§ MATERIAL PROVIDED
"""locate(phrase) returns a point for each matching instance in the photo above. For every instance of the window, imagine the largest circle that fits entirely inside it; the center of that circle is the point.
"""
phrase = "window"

---

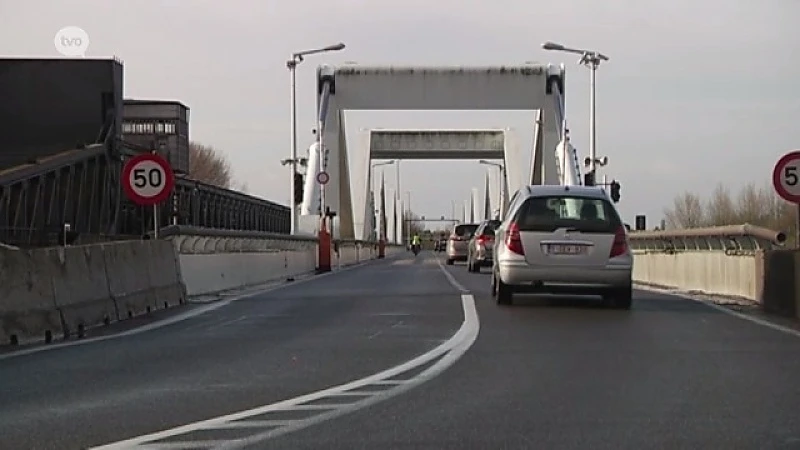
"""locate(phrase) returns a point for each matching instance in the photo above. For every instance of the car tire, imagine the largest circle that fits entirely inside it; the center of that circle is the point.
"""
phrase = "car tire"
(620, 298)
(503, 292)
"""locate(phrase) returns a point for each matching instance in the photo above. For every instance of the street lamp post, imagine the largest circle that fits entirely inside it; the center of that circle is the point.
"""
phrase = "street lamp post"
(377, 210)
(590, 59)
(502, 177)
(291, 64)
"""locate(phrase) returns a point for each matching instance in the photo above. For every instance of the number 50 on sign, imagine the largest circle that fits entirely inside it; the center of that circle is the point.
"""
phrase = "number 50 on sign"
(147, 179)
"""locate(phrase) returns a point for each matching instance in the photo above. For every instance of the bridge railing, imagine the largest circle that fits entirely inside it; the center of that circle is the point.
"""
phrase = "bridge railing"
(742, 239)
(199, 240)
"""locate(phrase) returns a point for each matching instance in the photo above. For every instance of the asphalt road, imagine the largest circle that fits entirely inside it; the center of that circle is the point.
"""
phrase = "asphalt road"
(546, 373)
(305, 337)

* * *

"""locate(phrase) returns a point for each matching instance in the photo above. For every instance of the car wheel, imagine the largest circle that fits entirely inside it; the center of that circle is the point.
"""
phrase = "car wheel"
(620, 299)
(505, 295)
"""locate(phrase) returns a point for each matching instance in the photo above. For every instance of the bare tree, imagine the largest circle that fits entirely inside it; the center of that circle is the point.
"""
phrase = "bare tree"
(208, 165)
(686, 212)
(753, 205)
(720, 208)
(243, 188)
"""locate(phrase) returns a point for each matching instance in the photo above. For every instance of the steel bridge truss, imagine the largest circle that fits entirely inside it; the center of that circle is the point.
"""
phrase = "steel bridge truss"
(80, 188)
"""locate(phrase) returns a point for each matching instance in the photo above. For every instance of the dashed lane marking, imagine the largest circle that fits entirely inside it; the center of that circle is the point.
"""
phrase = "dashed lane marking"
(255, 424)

§ TASK REQUIREMENTS
Look through the entries above, and wherever a line holds the string "window", copy it.

§ WRITTEN REPLY
"""locate(phrase) returns a point for each matching instance in the photo above. For every instance of the window, imagine the largest circle that fits entirely inside it; the center of that circle is the point.
phrase = "window"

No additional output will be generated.